| WHAT IS BEING ASKED |
Convert the stretch from the line containing "spot the cub head" through the end of the lines into a Markdown table with the columns Row and Line, skipping blank lines.

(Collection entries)
++++++++
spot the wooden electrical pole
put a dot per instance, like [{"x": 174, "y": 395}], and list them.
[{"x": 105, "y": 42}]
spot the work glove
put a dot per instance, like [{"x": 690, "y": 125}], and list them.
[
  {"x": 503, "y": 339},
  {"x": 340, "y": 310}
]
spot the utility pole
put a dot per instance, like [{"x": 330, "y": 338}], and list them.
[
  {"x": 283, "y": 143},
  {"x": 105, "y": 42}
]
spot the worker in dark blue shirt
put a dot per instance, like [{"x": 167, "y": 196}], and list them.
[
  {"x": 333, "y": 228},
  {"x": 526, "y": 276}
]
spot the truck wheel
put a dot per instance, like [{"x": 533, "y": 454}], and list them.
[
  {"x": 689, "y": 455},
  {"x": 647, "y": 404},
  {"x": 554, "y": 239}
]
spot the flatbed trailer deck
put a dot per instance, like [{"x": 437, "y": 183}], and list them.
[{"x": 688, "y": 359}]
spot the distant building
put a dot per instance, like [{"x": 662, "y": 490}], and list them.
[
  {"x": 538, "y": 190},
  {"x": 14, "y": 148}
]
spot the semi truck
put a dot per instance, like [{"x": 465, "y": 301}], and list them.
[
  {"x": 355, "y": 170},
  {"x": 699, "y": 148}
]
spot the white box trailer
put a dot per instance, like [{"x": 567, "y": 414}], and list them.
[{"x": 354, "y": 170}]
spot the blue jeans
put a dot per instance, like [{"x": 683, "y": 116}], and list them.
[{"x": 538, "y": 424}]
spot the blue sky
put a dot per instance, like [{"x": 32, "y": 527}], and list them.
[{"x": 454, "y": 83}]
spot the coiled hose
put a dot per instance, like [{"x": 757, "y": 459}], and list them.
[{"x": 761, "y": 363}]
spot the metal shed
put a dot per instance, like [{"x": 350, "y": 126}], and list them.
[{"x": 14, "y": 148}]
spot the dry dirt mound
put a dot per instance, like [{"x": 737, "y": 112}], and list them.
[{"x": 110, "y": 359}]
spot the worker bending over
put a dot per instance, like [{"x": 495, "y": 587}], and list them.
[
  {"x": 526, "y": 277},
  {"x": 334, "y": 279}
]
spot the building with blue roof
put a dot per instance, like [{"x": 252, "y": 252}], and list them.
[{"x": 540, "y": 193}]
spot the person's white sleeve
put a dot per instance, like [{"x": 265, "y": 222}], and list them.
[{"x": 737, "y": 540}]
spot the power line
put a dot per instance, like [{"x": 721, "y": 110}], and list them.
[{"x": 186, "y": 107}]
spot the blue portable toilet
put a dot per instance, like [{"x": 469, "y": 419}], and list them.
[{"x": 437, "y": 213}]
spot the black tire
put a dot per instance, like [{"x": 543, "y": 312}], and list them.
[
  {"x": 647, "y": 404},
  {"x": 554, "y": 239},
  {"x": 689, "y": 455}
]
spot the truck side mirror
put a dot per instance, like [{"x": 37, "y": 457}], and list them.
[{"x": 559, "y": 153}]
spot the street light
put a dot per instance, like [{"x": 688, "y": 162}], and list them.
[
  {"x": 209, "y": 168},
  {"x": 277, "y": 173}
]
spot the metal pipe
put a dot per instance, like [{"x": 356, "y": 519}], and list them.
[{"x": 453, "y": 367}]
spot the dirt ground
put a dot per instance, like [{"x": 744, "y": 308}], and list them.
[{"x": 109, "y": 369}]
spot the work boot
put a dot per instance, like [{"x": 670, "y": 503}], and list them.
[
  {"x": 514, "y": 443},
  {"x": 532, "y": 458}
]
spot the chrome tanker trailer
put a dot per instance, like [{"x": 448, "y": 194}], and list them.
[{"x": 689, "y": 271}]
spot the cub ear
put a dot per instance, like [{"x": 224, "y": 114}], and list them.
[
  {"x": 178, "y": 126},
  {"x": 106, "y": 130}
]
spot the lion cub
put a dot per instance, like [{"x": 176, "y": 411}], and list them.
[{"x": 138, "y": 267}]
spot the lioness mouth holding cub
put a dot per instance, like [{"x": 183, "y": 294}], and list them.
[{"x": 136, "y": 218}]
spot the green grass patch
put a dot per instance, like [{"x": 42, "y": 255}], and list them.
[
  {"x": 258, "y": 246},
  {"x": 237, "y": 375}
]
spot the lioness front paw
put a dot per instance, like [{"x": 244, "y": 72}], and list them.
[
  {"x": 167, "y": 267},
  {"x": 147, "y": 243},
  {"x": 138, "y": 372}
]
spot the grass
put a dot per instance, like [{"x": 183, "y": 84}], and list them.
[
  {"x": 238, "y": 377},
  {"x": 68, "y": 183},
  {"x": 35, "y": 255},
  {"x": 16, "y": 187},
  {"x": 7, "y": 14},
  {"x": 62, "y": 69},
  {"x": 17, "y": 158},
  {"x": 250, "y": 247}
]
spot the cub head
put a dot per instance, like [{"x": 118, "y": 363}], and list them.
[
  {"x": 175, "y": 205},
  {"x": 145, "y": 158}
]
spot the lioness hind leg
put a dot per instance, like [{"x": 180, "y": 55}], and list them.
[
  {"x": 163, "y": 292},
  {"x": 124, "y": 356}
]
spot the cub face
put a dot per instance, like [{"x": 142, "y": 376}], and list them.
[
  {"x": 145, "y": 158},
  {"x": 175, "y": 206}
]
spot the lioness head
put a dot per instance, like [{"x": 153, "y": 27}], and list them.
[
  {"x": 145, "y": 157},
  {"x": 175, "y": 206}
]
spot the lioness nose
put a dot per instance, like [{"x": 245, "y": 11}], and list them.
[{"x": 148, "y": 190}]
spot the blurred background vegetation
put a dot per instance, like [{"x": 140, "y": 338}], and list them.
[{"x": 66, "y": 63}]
++++++++
| WRITTEN RESPONSE |
| Row | Line |
|---|---|
| 1 | spot the cub head |
| 2 | put a dot per instance, like [{"x": 118, "y": 363}], and list them. |
| 3 | [ |
| 4 |   {"x": 175, "y": 205}, |
| 5 |   {"x": 145, "y": 158} |
| 6 | ] |
| 7 | spot the lioness hind leg |
| 8 | put a dot per instance, like [{"x": 180, "y": 55}], and list them. |
| 9 | [ |
| 10 |   {"x": 163, "y": 292}, |
| 11 |   {"x": 124, "y": 356} |
| 12 | ] |
| 13 | spot the cub face |
| 14 | put a dot per instance, like [{"x": 142, "y": 376}], and list them. |
| 15 | [ |
| 16 |   {"x": 145, "y": 158}, |
| 17 |   {"x": 175, "y": 206} |
| 18 | ] |
| 19 | spot the lioness head |
| 20 | put a dot per instance, like [{"x": 153, "y": 27}], and list them. |
| 21 | [ |
| 22 |   {"x": 145, "y": 157}, |
| 23 |   {"x": 175, "y": 206} |
| 24 | ] |
| 25 | spot the lioness nose |
| 26 | put a dot per instance, like [{"x": 245, "y": 11}], and list them. |
| 27 | [{"x": 148, "y": 190}] |
| 28 | spot the blurred background vegetation |
| 29 | put a dot per instance, like [{"x": 140, "y": 338}], and list them. |
| 30 | [{"x": 66, "y": 63}] |